- GIVEN PASSAGE:
-- Opening Marker --
Face and neck tattoos can’t be hidden like others, and so they’re almost more permanent than any other tattoos you have. A recent study shows that six out of 10 employers would be substantially less likely to employ anybody with a face tattoo.
While employers can’t openly discriminate against you for having tattoos, they do have the potential to reject you if you have tattoos that are on display when in uniform.
Check out the company’s policy regarding tattoos, most of them have renewed and updated their policies to reflect these views.
If you have to wear a short-sleeved uniform, for example, and you have tattoos on your arms, then you’ll need to discuss this with your employer. It may be that you might have to wear long-sleeved clothing underneath the uniform.
What Do Employers Say?
Another research study shows that 23% of employers said that tattoos wouldn’t affect their decision to employ a person.
But, 35% of them spoke about this being circumstantial and dependent upon the placement of the tattoo/s and whether or not they were offensive.
It’s clear that tattoos are something that’s considered by employers, whether they say this or not.
Potential employers are judging you as soon as you walk into the interview room, so you should consider whether or not to walk in with or without tattoos on display.
There are a lot of studies that have been done regarding this topic, and they all have varying results.
One study conducted by a university professor showed that tattoos have a very minimal impact on job prospects. In fact, it concluded that a person with tattoos could be 7% more likely to find jobs than others! No, we weren’t expecting that result either!
Different Locations Have Different Cultures
While tattoos are much more acceptable in America and Europe, they can still be a very taboo subject in other cultures.
If you visit the Middle East, for example, you’ll probably feel like an animal in a cage with the number of people staring at the ink on your body.
Japan is another country you could be made to feel unwelcome in if you have tattoos. Japan has a long history of disliking tattoos, with some shops even displaying “no tattoos allowed” signage, stopping people with tattoos from entering!
The Japanese government label tattoos as “barbaric,” and they’re certainly frowned upon by many locals, too.
Different cultures undoubtedly result in a different way of living, and tattoos aren’t yet deemed as acceptable in some of them.
Careers With Strict Tattoo Policies
Some careers are less lenient than others in their acceptance of tattoos. In some professions, tattoos are deemed unprofessional.
Such professions include working in law enforcement, the military, the government and hospitals. Some will not accept any application from a person with a tattoo, while others, such as cabin crew, will require you to keep covered.
Can Tattoos Be Removed?
In short, yes, tattoos can be removed. But, bear in mind that it can be timely, painful and pretty costly.
Tattoos can be removed by a laser, where pulses of energy penetrate the skin and are then absorbed by the ink of the tattoo. The ink shatters apart into tiny pieces as the ink absorbs the energy, eventually disappearing altogether.
Depending on where you go for laser treatment will depend on the quality of the machine they use, which will, of course, have a reflection on the price.
It’s not possible to remove a tattoo in the first laser session, and some require multiple sessions, depending on how deep the tattoo is, how old it is and what colors are in it.
Laser treatment can also be excruciating and is described as an elastic band continuously flicking against your skin.
The amount that tattoos affect potential job opportunities depends on the type of work that you do. Most general jobs will be more accepting of tattoos in the workplace compared to a decade ago.
Face tattoos are still considered to be inappropriate, and it’s likely that people with them will find job hunting much more difficult than others. However, in general, if you have tattoos that aren’t deemed as offensive and can be covered up with relative ease, then you shouldn’t meet too much resistance in nailing that job you’re targeting.
-- Closing Marker --
Stored items
-- Opening Marker --
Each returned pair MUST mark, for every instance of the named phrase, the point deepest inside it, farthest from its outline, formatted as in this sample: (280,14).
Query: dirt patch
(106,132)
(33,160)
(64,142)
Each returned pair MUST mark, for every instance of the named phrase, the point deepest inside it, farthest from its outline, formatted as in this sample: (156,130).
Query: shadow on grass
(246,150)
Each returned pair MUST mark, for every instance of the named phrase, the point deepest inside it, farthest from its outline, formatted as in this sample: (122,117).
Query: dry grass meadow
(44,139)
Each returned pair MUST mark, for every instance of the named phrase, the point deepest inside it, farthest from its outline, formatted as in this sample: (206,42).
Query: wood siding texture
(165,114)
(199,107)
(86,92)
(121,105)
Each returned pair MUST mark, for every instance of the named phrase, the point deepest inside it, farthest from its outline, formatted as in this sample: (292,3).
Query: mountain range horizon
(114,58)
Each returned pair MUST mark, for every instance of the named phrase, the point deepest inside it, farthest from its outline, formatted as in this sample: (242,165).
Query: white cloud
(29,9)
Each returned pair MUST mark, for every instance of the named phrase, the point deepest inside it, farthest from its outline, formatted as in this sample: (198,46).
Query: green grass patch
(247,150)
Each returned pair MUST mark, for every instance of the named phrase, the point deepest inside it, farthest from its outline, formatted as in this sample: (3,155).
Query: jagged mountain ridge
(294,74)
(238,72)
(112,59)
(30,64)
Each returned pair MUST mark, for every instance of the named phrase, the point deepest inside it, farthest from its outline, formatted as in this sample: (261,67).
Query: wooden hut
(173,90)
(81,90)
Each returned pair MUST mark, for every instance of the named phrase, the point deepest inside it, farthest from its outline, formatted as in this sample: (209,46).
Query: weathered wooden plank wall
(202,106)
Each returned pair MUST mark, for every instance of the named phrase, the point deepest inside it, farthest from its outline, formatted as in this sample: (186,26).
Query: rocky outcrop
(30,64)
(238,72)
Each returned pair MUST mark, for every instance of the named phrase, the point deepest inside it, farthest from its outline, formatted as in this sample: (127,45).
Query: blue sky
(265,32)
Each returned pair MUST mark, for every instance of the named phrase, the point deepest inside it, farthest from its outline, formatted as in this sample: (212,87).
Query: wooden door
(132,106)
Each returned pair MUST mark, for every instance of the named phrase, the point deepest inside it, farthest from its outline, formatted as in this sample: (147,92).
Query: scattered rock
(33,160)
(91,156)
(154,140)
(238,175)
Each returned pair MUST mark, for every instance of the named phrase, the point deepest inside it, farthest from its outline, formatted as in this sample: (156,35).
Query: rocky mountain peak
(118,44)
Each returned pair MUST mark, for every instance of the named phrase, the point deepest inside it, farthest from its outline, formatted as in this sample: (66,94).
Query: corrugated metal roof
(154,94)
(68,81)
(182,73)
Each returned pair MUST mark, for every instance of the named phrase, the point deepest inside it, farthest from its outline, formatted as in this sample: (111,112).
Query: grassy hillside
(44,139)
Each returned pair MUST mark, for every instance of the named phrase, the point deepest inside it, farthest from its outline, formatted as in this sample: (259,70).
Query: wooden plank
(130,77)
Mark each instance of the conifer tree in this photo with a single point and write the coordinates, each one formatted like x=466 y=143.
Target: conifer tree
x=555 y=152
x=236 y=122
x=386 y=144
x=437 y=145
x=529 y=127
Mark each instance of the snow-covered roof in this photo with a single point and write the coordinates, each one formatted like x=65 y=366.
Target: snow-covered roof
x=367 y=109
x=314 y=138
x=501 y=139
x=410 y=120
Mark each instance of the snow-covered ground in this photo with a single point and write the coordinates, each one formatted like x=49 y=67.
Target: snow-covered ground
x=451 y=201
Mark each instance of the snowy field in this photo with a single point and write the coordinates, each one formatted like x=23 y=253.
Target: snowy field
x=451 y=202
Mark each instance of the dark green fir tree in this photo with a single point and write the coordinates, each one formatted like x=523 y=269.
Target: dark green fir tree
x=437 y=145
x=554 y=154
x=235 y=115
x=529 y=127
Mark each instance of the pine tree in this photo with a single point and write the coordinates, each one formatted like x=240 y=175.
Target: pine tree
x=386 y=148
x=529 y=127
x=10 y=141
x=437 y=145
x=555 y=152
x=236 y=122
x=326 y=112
-- Closing Marker --
- TASK SET:
1 - Condense the paragraph in the tattoo passage that begins "Tattoos can be removed by a laser" into a shorter version that keeps its main facts.
2 - Reproduce the stretch of the tattoo passage from "The Japanese government" through "some of them.".

- TASK ANSWERS:
1 - In laser removal, pulses of energy penetrate the skin and are absorbed by the tattoo ink. The ink shatters into tiny pieces and eventually disappears.

2 -
The Japanese government label tattoos as “barbaric,” and they’re certainly frowned upon by many locals, too.
Different cultures undoubtedly result in a different way of living, and tattoos aren’t yet deemed as acceptable in some of them.